*** Dataset records ***

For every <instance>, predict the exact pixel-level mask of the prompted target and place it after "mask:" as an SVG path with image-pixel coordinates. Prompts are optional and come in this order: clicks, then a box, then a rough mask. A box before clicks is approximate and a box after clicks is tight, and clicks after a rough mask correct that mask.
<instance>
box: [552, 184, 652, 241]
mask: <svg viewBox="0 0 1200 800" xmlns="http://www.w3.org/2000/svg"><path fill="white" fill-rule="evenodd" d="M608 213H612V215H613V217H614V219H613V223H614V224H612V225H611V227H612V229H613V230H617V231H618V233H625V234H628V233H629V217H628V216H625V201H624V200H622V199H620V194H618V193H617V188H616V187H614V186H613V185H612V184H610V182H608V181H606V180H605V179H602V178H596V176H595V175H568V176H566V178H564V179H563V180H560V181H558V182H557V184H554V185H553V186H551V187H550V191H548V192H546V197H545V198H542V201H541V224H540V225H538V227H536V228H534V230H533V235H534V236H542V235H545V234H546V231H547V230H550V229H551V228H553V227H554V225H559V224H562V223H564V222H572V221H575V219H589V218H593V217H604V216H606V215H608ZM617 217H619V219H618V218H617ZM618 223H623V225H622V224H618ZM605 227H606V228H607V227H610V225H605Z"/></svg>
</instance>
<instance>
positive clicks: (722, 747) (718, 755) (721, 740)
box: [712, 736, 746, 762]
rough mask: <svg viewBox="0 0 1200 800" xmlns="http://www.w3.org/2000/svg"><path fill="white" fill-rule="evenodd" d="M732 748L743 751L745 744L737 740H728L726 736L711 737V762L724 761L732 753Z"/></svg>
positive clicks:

*** End of Dataset records ***

* Assigned task
Having read the records above, print them out again exactly.

* Problem solution
For every <instance>, predict the exact pixel-level mask of the prompted target and place it after "mask:" as an SVG path with image-pixel coordinates. Prompts are optional and come in this order: clicks, then a box, then a rough mask. A box before clicks is approximate and a box after clicks is tight, and clicks after a rough mask correct that mask.
<instance>
box: [552, 184, 652, 241]
mask: <svg viewBox="0 0 1200 800" xmlns="http://www.w3.org/2000/svg"><path fill="white" fill-rule="evenodd" d="M608 213H612V215H613V217H614V219H613V223H614V224H612V225H611V227H612V229H613V230H617V231H618V233H625V234H628V233H629V217H628V216H625V201H624V200H622V199H620V194H618V193H617V188H616V187H614V186H613V185H612V184H610V182H608V181H606V180H605V179H602V178H596V176H595V175H568V176H566V178H564V179H563V180H560V181H558V182H557V184H554V185H553V186H551V187H550V191H548V192H546V197H545V198H542V201H541V224H540V225H538V227H536V228H534V230H533V235H534V236H542V235H545V234H546V231H547V230H550V229H551V228H553V227H554V225H559V224H562V223H564V222H572V221H575V219H589V218H593V217H604V216H606V215H608ZM617 217H619V219H618V218H617ZM618 223H623V225H622V224H618ZM605 227H606V228H607V227H610V225H605Z"/></svg>
</instance>
<instance>
positive clicks: (722, 747) (718, 755) (721, 740)
box: [712, 736, 746, 762]
rough mask: <svg viewBox="0 0 1200 800" xmlns="http://www.w3.org/2000/svg"><path fill="white" fill-rule="evenodd" d="M732 748L743 751L745 744L737 740H728L726 736L711 737V762L724 761L732 753Z"/></svg>
positive clicks:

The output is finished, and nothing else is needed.